→ Brief: Lines containing the word "stripe" are to be copied from the data below.

→ Point localization data:
------------------------------------

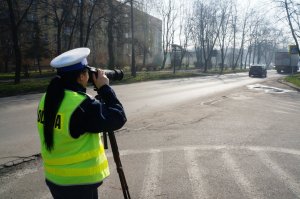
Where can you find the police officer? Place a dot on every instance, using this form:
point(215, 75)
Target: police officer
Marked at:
point(69, 125)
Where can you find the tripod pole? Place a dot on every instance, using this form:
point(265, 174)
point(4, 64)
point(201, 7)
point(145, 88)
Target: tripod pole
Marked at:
point(116, 154)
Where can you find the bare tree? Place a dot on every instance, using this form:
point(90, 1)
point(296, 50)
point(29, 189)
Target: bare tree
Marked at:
point(224, 36)
point(59, 12)
point(208, 21)
point(168, 13)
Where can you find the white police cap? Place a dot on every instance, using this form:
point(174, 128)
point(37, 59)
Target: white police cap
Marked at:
point(71, 60)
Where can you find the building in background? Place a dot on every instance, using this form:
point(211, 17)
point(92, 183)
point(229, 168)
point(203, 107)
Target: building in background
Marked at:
point(53, 27)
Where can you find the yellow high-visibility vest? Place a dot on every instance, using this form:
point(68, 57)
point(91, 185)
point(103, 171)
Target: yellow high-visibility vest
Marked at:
point(72, 161)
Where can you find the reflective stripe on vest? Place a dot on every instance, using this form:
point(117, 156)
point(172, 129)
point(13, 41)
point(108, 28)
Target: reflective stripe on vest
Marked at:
point(72, 161)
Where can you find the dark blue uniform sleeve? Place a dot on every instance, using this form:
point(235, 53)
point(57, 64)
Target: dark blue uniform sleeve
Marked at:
point(98, 115)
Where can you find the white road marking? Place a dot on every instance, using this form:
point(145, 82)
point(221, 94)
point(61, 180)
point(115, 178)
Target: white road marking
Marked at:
point(152, 176)
point(286, 178)
point(210, 147)
point(195, 174)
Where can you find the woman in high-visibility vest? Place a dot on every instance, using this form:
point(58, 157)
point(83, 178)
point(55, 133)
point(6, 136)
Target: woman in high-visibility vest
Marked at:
point(69, 124)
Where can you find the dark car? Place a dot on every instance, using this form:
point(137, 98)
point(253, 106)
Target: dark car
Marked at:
point(258, 71)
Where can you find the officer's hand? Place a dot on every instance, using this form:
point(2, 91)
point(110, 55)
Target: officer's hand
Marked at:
point(101, 79)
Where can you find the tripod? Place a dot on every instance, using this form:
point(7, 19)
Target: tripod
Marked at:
point(116, 154)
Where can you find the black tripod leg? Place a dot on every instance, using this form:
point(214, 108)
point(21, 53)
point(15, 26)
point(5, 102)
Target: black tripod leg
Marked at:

------------------------------------

→ Solved exercise:
Where can you find the reflective stripe on vest? Place a dot on every instance, using this form:
Target: reflective stripe on vest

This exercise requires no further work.